** Exercise description **
Transcribe the data that follows without changing a word, and omit the pictures.

** Information given **
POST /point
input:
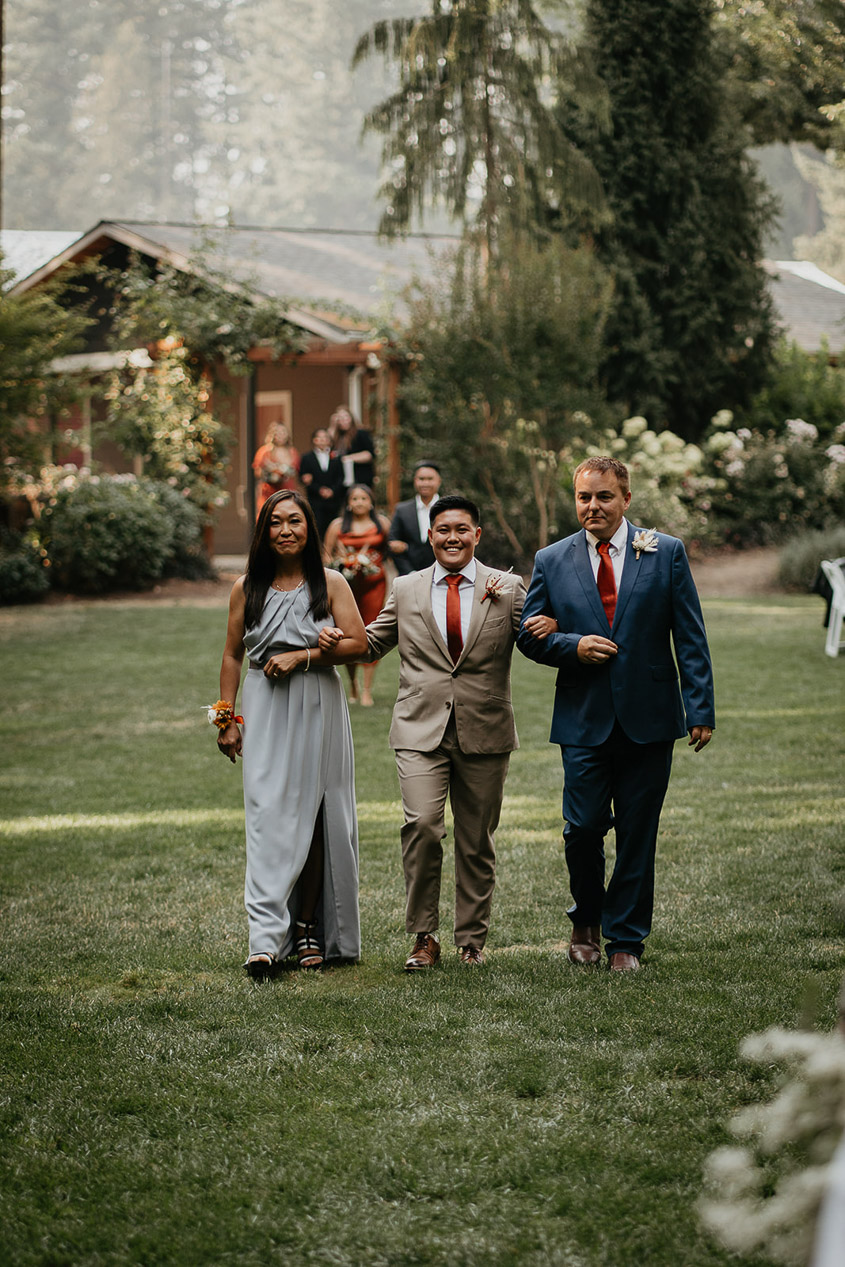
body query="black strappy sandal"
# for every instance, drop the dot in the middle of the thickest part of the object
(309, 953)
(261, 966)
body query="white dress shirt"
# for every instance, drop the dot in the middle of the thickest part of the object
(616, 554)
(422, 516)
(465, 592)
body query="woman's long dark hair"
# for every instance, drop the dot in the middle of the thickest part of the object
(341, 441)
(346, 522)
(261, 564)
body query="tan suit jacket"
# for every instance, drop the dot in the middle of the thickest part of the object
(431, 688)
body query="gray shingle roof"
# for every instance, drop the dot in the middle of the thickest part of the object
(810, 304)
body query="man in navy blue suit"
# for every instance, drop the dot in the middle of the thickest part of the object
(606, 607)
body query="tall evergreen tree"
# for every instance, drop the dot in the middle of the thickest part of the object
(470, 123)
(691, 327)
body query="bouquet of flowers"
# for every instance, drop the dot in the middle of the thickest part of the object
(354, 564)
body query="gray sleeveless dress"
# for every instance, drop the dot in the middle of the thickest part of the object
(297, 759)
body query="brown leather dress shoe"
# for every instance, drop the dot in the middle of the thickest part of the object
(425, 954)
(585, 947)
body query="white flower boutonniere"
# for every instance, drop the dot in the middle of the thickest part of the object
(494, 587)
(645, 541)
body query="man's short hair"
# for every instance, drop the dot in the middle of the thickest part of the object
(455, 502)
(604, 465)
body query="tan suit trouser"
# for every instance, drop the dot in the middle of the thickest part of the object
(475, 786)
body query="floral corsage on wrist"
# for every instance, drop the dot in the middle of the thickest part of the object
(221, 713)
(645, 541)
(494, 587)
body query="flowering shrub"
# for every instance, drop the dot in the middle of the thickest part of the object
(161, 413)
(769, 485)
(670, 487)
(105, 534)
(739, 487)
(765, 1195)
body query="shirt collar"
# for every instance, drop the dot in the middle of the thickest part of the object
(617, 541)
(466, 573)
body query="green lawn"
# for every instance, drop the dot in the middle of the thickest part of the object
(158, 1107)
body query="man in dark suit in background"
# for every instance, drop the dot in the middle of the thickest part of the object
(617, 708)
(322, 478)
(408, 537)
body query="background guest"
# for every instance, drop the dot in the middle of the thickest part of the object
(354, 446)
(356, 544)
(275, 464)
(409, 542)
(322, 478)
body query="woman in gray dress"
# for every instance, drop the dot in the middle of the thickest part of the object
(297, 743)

** Answer for the task **
POST /point
input:
body query="black strappy sandal"
# for every instance, drop the dot in the middle of the thickest part of the object
(309, 953)
(261, 966)
body query="white dress shirt"
# for every instance, drop the dot in the middle of the thickest part of the object
(616, 554)
(422, 516)
(465, 592)
body query="woman's long dark hair"
# for every instance, drop the dot in the middle of the thickest part of the object
(341, 441)
(346, 522)
(261, 564)
body query="tan suit jacket"
# for every instance, drop the dot in the middle of the thickest part of the object
(431, 688)
body query="gray shingle roof"
# for every instance, drop the dot in the middle of the thickest part of the object
(810, 304)
body query="man in navy blue suit"
# for every instance, drop the dot in the middle of the thickest part of the object
(606, 607)
body query="tall evergreen tree"
# for every instance, drop the dot in the middle of the thickest part of the object
(470, 123)
(691, 327)
body query="bouquet of flowers"
# for every instance, drop the dot in the middle of the thickest part of the object
(354, 564)
body query="gray sleeveless dress"
# for every instance, drop the dot in the middle of the thickest part of the object
(297, 759)
body query="brown leather dress shoe"
# for every instance, drop the dot in the middle of the thickest part of the object
(425, 954)
(585, 947)
body query="white flower boutonniere"
# for every instance, drop the dot in the middle of the thickest part of the object
(494, 587)
(645, 541)
body query="man's short hair"
# for every instance, drop the dot in the middle of the thickest part of the object
(455, 502)
(604, 465)
body query="tan suit trouser"
# for every instance, drop the dot in the middle of the thickest part of the object
(475, 786)
body query="floral corsage on wrist"
# for every instance, drop the dot in the middle of the thickest part of the object
(221, 713)
(645, 541)
(494, 587)
body query="flowering shrub"
# for every instance, drop the dot in the middle of the thickest part of the object
(161, 413)
(769, 485)
(670, 487)
(105, 534)
(739, 487)
(765, 1195)
body query="shirt collar"
# for every instance, drop the dot in the middle of the thickest part of the object
(617, 541)
(466, 573)
body query="green lawn"
# for every instance, drop the dot in the middle of the thickest part of the object
(158, 1107)
body query="man in dark suit in background"
# for every instance, drop the dot in the middle of the thickest part of the object
(617, 708)
(322, 478)
(408, 537)
body query="background guest"
# for every instance, drop the dot in the middle of the thickest part of the object
(354, 446)
(356, 544)
(275, 464)
(409, 542)
(322, 478)
body query="woman in gray dress"
# for every instance, drop the dot in the middle of the thickest part of the object
(297, 743)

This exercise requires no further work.